** Start DATA SHOWN **

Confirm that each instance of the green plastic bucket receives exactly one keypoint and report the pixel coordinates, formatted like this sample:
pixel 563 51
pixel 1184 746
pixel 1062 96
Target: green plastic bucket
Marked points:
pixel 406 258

** End DATA SHOWN **

▶ TASK OBJECTIVE
Put every line of the material above into a JSON list of strings, one string per line, leaving out any blank lines.

▶ TASK ANSWER
[
  "Confirm that each instance of the green plastic bucket receives exactly one keypoint and report the pixel coordinates, formatted like this sample:",
  "pixel 563 51",
  "pixel 1184 746",
  "pixel 1062 96",
  "Target: green plastic bucket",
  "Marked points:",
  "pixel 406 258"
]